───── Исходные данные ─────

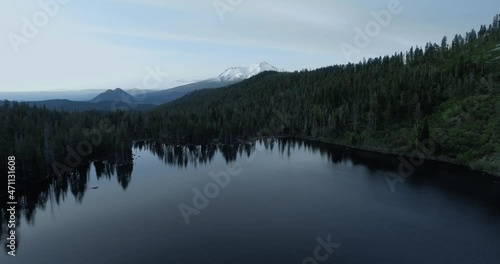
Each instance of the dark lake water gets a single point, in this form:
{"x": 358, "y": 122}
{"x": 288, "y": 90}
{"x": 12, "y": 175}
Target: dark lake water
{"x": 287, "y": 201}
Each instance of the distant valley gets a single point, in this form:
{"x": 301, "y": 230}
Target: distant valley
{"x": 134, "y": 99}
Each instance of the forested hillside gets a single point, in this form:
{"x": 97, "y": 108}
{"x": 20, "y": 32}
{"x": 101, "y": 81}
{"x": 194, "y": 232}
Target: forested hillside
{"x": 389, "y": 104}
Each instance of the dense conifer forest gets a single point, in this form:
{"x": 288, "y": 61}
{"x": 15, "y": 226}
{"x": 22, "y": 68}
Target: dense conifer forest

─────
───── Исходные данные ─────

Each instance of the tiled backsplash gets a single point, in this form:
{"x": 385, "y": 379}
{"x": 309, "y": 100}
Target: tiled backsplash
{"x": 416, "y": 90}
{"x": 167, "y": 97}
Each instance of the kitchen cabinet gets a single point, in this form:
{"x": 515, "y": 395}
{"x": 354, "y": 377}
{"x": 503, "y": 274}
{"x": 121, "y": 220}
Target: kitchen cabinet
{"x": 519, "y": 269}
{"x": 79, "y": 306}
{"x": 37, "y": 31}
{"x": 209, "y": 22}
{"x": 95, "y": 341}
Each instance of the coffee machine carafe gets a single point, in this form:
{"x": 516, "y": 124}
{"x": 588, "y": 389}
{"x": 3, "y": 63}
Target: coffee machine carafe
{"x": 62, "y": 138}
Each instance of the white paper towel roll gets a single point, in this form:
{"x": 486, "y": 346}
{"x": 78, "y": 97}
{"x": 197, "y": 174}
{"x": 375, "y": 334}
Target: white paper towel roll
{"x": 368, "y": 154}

─────

Приведите заново без изменений строки от строки, содержащей «Each instance of the dark», до строки, содержащей «Target: dense conifer forest», включая обе.

## Результат
Each instance of the dark lake water gets a single point, in this form:
{"x": 358, "y": 122}
{"x": 288, "y": 90}
{"x": 12, "y": 175}
Target: dark lake water
{"x": 287, "y": 201}
Each instance of the distant valley gets a single point, in this form:
{"x": 301, "y": 230}
Target: distant valley
{"x": 134, "y": 99}
Each instance of the forested hillside gets a single point, in this form:
{"x": 97, "y": 108}
{"x": 20, "y": 32}
{"x": 101, "y": 81}
{"x": 194, "y": 232}
Target: forested hillside
{"x": 389, "y": 104}
Each instance of the dense conifer forest gets a single point, in this form:
{"x": 288, "y": 61}
{"x": 15, "y": 226}
{"x": 22, "y": 68}
Target: dense conifer forest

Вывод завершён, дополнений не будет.